| Brief |
Repeat nothing but the lines below running from the one containing "box: [363, 78, 596, 286]" to the one containing "rough mask: <svg". Keep both end lines.
================================
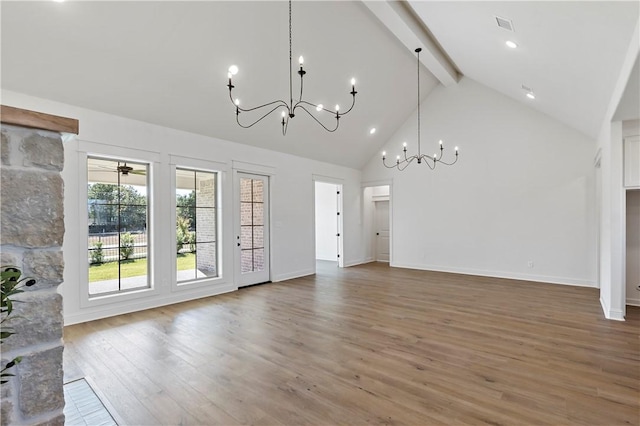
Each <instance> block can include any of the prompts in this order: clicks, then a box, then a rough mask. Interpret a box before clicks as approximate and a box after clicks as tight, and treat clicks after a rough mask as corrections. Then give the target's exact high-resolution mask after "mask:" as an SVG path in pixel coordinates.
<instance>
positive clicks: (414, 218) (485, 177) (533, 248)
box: [363, 78, 596, 286]
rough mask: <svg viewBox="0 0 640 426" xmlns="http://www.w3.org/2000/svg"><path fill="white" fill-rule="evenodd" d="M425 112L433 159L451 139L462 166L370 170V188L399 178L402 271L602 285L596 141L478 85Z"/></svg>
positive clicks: (535, 111)
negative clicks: (443, 142)
mask: <svg viewBox="0 0 640 426" xmlns="http://www.w3.org/2000/svg"><path fill="white" fill-rule="evenodd" d="M421 110H422V136H421V138H422V144H423V152H427V153H431V152H434V151H435V150H436V149H437V141H438V140H439V139H443V141H444V143H445V152H447V151H449V150H452V149H453V147H454V146H455V145H457V146H459V147H460V160H459V161H458V163H457V164H456V165H454V166H451V167H440V166H438V168H437V169H436V170H435V171H430V170H429V169H428V168H427V167H426V166H424V165H420V166H419V165H417V164H412V165H411V166H410V167H409V168H408V169H406V170H405V171H404V172H399V171H397V170H395V169H386V168H384V167H383V166H382V163H381V160H380V158H379V157H377V158H373V159H372V160H371V162H370V163H369V164H368V165H367V166H366V167H365V169H364V171H363V180H364V181H376V180H389V179H393V186H392V189H391V190H392V193H393V197H392V209H393V212H394V213H393V218H392V232H393V240H392V253H393V258H392V266H403V267H410V268H418V269H430V270H443V271H452V272H460V273H471V274H478V275H490V276H502V277H509V278H521V279H529V280H538V281H545V282H554V283H562V284H575V285H584V286H595V285H596V279H595V271H596V269H595V241H596V240H595V235H596V227H595V217H594V216H595V215H594V211H595V208H594V206H595V200H594V194H593V192H594V170H593V158H592V157H593V152H594V147H595V141H594V140H593V139H591V138H589V137H587V136H585V135H583V134H582V133H579V132H578V131H576V130H573V129H571V128H569V127H567V126H565V125H564V124H561V123H559V122H558V121H556V120H554V119H552V118H550V117H548V116H546V115H543V114H541V113H539V112H537V111H535V110H533V109H531V108H528V107H527V106H526V105H523V104H522V103H519V102H515V101H513V100H512V99H510V98H508V97H505V96H503V95H501V94H499V93H497V92H495V91H494V90H491V89H489V88H487V87H485V86H483V85H481V84H479V83H477V82H475V81H473V80H471V79H468V78H463V79H462V80H461V81H460V83H459V84H458V85H456V86H452V87H448V88H444V87H442V86H439V87H438V88H436V89H435V90H434V91H433V92H432V93H431V94H430V96H429V97H428V98H427V99H426V100H425V101H423V104H422V108H421ZM416 126H417V124H416V118H415V114H413V115H411V116H410V118H409V119H408V120H407V122H406V123H405V124H404V125H403V126H402V127H401V128H400V129H399V130H398V131H397V132H396V134H395V135H394V136H393V137H392V138H391V140H390V141H389V142H388V143H387V144H386V145H385V147H384V149H385V150H386V151H387V153H388V154H387V155H388V158H395V155H396V153H397V154H399V153H400V152H401V144H402V142H403V141H407V142H408V144H409V148H408V149H409V154H411V153H413V152H414V151H415V150H416V147H415V143H416ZM447 153H448V154H451V152H447ZM529 261H531V262H533V267H531V268H530V267H528V262H529Z"/></svg>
================================
| Exercise response |
box: [363, 78, 596, 286]
rough mask: <svg viewBox="0 0 640 426" xmlns="http://www.w3.org/2000/svg"><path fill="white" fill-rule="evenodd" d="M425 112L433 159L451 139L462 166L370 170V188L399 178L402 271L602 285L596 141L478 85Z"/></svg>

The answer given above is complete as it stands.